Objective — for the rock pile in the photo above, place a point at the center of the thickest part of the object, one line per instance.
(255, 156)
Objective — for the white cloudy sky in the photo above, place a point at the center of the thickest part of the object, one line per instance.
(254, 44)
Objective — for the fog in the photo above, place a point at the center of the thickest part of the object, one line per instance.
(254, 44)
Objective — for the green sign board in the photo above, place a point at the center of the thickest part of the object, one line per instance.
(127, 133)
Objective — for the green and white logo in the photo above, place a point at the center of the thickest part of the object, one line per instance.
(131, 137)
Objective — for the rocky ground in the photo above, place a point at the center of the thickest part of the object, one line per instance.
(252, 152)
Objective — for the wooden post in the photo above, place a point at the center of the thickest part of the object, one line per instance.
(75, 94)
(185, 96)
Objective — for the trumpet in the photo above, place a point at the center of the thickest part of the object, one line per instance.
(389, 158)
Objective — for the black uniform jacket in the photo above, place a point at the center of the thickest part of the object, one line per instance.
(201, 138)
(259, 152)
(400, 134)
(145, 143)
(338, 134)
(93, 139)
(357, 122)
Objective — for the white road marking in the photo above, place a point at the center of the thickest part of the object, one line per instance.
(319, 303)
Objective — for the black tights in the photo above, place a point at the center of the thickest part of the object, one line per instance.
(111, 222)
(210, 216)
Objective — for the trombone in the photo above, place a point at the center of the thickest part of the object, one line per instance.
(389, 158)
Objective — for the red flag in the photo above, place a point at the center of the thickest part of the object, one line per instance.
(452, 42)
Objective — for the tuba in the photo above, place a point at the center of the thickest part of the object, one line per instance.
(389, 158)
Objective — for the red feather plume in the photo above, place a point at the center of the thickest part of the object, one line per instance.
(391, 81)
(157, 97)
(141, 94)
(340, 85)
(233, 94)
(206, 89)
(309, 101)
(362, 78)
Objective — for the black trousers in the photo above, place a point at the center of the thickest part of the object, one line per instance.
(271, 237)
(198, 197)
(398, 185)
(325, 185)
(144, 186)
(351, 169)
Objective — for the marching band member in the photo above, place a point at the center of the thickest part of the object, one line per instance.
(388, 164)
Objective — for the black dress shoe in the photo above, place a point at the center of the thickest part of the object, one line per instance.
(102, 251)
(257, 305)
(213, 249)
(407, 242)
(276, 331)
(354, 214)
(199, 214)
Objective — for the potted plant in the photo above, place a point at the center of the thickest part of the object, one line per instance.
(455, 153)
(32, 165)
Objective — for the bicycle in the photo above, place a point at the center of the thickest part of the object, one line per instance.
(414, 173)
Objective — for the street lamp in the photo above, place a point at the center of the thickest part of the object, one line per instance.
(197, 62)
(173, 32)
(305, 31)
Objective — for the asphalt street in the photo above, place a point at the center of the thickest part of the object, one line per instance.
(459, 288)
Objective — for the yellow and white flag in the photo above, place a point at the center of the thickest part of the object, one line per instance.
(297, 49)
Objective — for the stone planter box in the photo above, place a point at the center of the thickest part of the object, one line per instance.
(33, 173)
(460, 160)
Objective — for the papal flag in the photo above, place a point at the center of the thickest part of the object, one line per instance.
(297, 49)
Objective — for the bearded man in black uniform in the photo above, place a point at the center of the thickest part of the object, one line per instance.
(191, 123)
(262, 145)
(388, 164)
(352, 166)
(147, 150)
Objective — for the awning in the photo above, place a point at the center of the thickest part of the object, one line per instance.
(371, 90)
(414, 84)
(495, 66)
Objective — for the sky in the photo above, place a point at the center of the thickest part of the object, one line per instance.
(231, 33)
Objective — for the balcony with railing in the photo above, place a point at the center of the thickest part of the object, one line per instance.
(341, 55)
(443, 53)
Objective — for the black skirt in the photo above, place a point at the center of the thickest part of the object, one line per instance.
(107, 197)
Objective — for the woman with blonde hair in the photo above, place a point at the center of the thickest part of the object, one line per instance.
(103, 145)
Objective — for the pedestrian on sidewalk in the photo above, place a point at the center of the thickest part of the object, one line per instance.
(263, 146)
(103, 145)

SHORT PROBLEM:
Convert every line of the records above into a JSON list of strings, with one string per line and blank lines omitted.

FINAL RESULT:
[
  "Objective — for the rock pile in the photo above, place a point at the center of the thickest part of the object, one line per instance.",
  "(255, 156)",
  "Objective — for the white cloudy sky in the photo above, place a point at the center of the thickest part of the object, one line per instance.",
  "(254, 44)",
  "Objective — for the fog in the photo above, place a point at the center of the thickest part of the object, one line per instance.",
  "(254, 44)",
  "Objective — for the green sign board in the photo above, place a point at the center of the thickest part of the object, one line per instance.",
  "(127, 133)",
  "Objective — for the green and white logo in the photo above, place a point at the center of the thickest part of the object, one line per instance.",
  "(131, 137)",
  "Objective — for the rocky ground in the photo above, place a point at the center of the thickest part of the object, one line per instance.",
  "(252, 152)",
  "Objective — for the wooden post in the photo above, place a point at the center of the thickest part of the object, one line per instance.",
  "(75, 94)",
  "(185, 96)",
  "Objective — for the trumpet in the photo above, place a point at the center of the thickest part of the object, one line per instance.",
  "(389, 158)",
  "Objective — for the black uniform jacket in the photo above, place a point at the center of the thickest part of the object, one line per instance.",
  "(201, 138)",
  "(259, 152)",
  "(400, 134)",
  "(145, 143)",
  "(338, 134)",
  "(93, 139)",
  "(357, 122)",
  "Objective — for the white road marking in the photo above, place a point at the center of the thickest part of the object, one line per instance.",
  "(319, 303)",
  "Objective — for the black tights in the photo above, place a point at the center of the thickest part of the object, one line per instance.",
  "(111, 222)",
  "(210, 216)",
  "Objective — for the trombone in the photo above, place a point at the center of the thickest part of the object, one line per instance.",
  "(389, 158)",
  "Objective — for the red flag in the photo above, place a point at the center of the thickest part of the object, one line per instance.",
  "(452, 42)",
  "Objective — for the tuba in the photo above, place a point at the center of the thickest part of the object, one line per instance.",
  "(389, 158)",
  "Objective — for the red feather plume in the photo above, place a point at the center of the thickest part of the object, one line per instance.",
  "(391, 81)",
  "(157, 97)",
  "(141, 94)",
  "(340, 85)",
  "(233, 94)",
  "(206, 89)",
  "(309, 101)",
  "(362, 78)",
  "Objective — for the black trousers in the photo above, place a point at the center of the thickest part of the object, one line per instance.",
  "(271, 237)",
  "(198, 197)",
  "(398, 185)",
  "(325, 185)",
  "(144, 186)",
  "(351, 169)",
  "Objective — for the marching band member in the photo above, place a point at the center of the thickest part of the object, one line per instance.",
  "(388, 164)",
  "Objective — for the black dress shoe in the photo above, place a point at the center of the thickest part of the object, one line per instance.",
  "(102, 251)",
  "(257, 305)",
  "(213, 249)",
  "(407, 242)",
  "(276, 331)",
  "(354, 214)",
  "(199, 214)",
  "Objective — for the potted plant in the photo above, place a point at the center of the thickest part of the object, one line per instance.",
  "(455, 153)",
  "(32, 165)",
  "Objective — for the bicycle in the photo above, place a point at the center of the thickest part of the object, one line per instance.",
  "(414, 173)",
  "Objective — for the street lamp in the photo above, place a point at the center of the thickest part of the object, one line per instance.",
  "(197, 62)",
  "(173, 32)",
  "(305, 31)",
  "Objective — for the asphalt street in the photo above, place a point at the center of the thickest part of the object, one line per instance.",
  "(459, 288)",
  "Objective — for the yellow and white flag in the photo above, place a point at the center of the thickest part of the object, one line per instance.",
  "(297, 49)",
  "Objective — for the stone planter box in the photo above, place a point at the center of the thickest part of the object, one line per instance.",
  "(33, 173)",
  "(460, 160)",
  "Objective — for the papal flag in the photo above, place a point at the center of the thickest part of the object, one line per instance.",
  "(297, 49)",
  "Objective — for the bearded man in black uniform in the photo above, place a point at the center of the thickest part of the object, one line per instance.",
  "(191, 123)",
  "(262, 145)",
  "(388, 164)",
  "(352, 166)",
  "(147, 150)",
  "Objective — for the awning in the photo above, place a point at the center of the thickest part of the object, one line per instance.",
  "(371, 90)",
  "(414, 84)",
  "(495, 66)",
  "Objective — for the sky in the photo above, place a point at the center of the thickest part of the object, one line per instance.",
  "(231, 33)",
  "Objective — for the balcony with railing in the photo above, place a point at the center of the thickest part of the object, one line per instance.",
  "(341, 55)",
  "(443, 53)",
  "Objective — for the black skirt in the photo above, place a point at the center of the thickest part of the object, one line per instance.",
  "(107, 197)",
  "Objective — for the woman with blonde hair in the photo above, place a point at the center of the thickest part of the object, one line per instance.",
  "(103, 145)",
  "Objective — for the pedestrian on sidewalk in the photo above, place a point at the center of the thickest part of the object, one line per instance.",
  "(263, 146)",
  "(103, 145)"
]